---- Passage

Every presidential nominee talks big, and no one talks bigger than Trump.
Coal was a marquee topic for him, both on jobs and what is going wrong in the country, namely that regulations are killing jobs and the businesses themselves.
Now we’re facing the point where elected officials always disappoint. It’s time to follow through.
Of course, Trump is hardly your normal politician. I have no doubt that Trump will move to do what he can to bolster coal, but his ultimate success depends on a lot of factors.
We have to consider where coal is now, how a President can help, how much Congress and the Senate will get behind him, and how the coal sector will respond.
Let’s dive in and see what Trump can do for the sector, its workers, and ultimately what it will mean for coal in 2017.
Dire Straits
If you’ve been keeping up with the state of the coal sector in recent years, you know it ain’t pretty.
The jobs are mostly gone, retired coal workers are losing their pensions and benefits, and companies are being destroyed.
Production is at a 30-year low. In just the last year or so, production is down 20% alone, marking the largest annual decline in about 60 years.
Just a decade ago, coal accounted for half of U.S. electrical generation. Now it accounts for about a third, with natural gas surpassing it.
Bankruptcies are affecting a huge amount of U.S. coal production. Peabody, the largest coal miner, filed for Chapter 11 protection in April. Arch Coal, number two in production, did the same in January.
According to EIA figures for 2015, they accounted for 34.2% of U.S. production.
Before that it was Alpha Natural Resources, Walter Energy Corp., and Patriot Coal in 2015, along with a slew of smaller names in the sector.
The entire sector is drowning in debt, and going through a cycle of wealth destruction typical for a generational trough in commodity stocks.
If the coal sector isn’t going to languish and be forced to essentially reinvent itself on a much smaller scale in the U.S., it definitely needs an intervention.
In short, Trump couldn’t have picked a darker time for the coal sector, but the companies are in dire straits and need a whole lot to get back to anything resembling healthy states.
Saving the Jobs and the Workers
Thousands more jobs have been lost over the last year, with more to come, leaving about 55,000 miners left in the U.S.
The Senate barely let a temporary four-month extension of retired coal worker health benefits pass last week. The 16,000 workers came from now bankrupt Illinois mines. Many of them worked for Peabody Energy or its 2007 spin-off, Patriot Coal.
The thing is, for better or mostly worse, this is how things are supposed be in these kinds of situations. At least as far as how our society has set the rules.

--------
---- Information provided

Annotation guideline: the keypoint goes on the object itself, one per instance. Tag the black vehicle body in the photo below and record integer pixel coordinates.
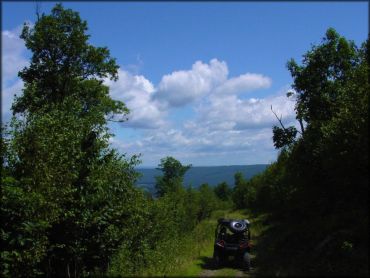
(232, 239)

--------

--- What this exercise asks ---
1. Copy out the coal article word for word, starting with "According to EIA" and going on through "needs an intervention.".
2. Write the next stretch of the article on Trump and the coal sector, picking up right after its final sentence.

--- Expected results ---
1.
According to EIA figures for 2015, they accounted for 34.2% of U.S. production.
Before that it was Alpha Natural Resources, Walter Energy Corp., and Patriot Coal in 2015, along with a slew of smaller names in the sector.
The entire sector is drowning in debt, and going through a cycle of wealth destruction typical for a generational trough in commodity stocks.
If the coal sector isn’t going to languish and be forced to essentially reinvent itself on a much smaller scale in the U.S., it definitely needs an intervention.

2.
The law and court precedents are designed to dissolve and strip liabilities and salvage what is left. Equity is destroyed and bondholders end up owning whatever is left.
In the hierarchy of people standing in line to get what they’re owed, labor liabilities are considered “junior liabilities,” behind banks and bondholders, and on par with environmental costs.
So unless workers are also bondholders — not even common shares will suffice — the system is essentially designed to leave them with nothing. Only through federal pension protection laws or agreements during company acquisitions are any benefits left intact.
For example, Arch Coal emerged from Chapter 11 protection after 93% of its debt was removed. It resumed trading on the NYSE under the same name and ticker, but it is functionally a new company that owns old assets.
If Trump is going to do something to help the workers, he is going to have to introduce new laws and protections. Without stepping in, things are only going to get worse for coal workers, present and past, as these bankruptcies pan out.
What Can Be Done
For Trump to follow through on his promises to support the coal sector, and get miners back to work again, two things will have to happen.
1. Trump, Congress, and the Senate would have to enact legislation to protect coal worker benefits in some form.
2. Production needs to expand to make coal companies healthy and support hiring.
As we talked about earlier, the bankruptcy system as it is set up is not going to do much — if anything — for laid-off coal workers. They’re out in the cold.
Congress is filled with members who find government intervention and handouts absolutely untenable, and that is what a quick and decisive improvement in their fortunes would have to be.
Realistically, what we probably will see is a limited package aimed at retaining some level of pension and health benefits for current retired coal workers, coupled with an emphasis on job creation for working-age unemployed miners.
That is something that is easier to swallow, and even if it isn’t revenue neutral, a bit of smoke and mirrors can be used to keep up appearances.
As for the job creation aspect of any plan, rolling back EPA regulations and scuttling the Clean Power Plan are going to happen, along with some form of tax relief.
Killing the Paris Climate Agreement probably will happen as well, but it can also just be ignored for the same effect.
Tax relief and limited liability for environmental cost will definitely be in there too, even if it is quietly done to avoid the appearance of pandering to big business a bit too much.
The combined effect will be security for retirees, reduced bottom-line costs for companies, and improvements to company margins that will support a top-down approach to job creation.
Toss in some localized handouts to secure votes, and there is your bill.
Then there are more extreme options that just don’t make sense for Trump or the Republican legislative branch to support, but could happen in theory.
Subsidies that would probably be illegal under international law and a TARP-style bailout come to mind. I think we can all agree that the odds of those are pretty low. But you never really know.
So Can Trump Save Coal?
So we have a pretty decent, if pretty simple, rundown of the lay of the land and what can be done. So, is it enough and can Trump pull this off?
Unfortunately for him, coal workers, and the coal sector on the whole, the answer appears to be that he can help in the short-term, but he can’t do nearly enough. Not without major market forces that he cannot influence.
What Trump has not acknowledged is that there is a very real existential threat for many coal mining companies, and thus for the jobs he wants to create.
It is what has been stealing market share from coal all these years — natural gas.
Without higher natural gas prices, coal cannot and will not compete. The price mismatch is simply too great, and the capacity for rapid expansion of natural gas production in response to higher prices already exists.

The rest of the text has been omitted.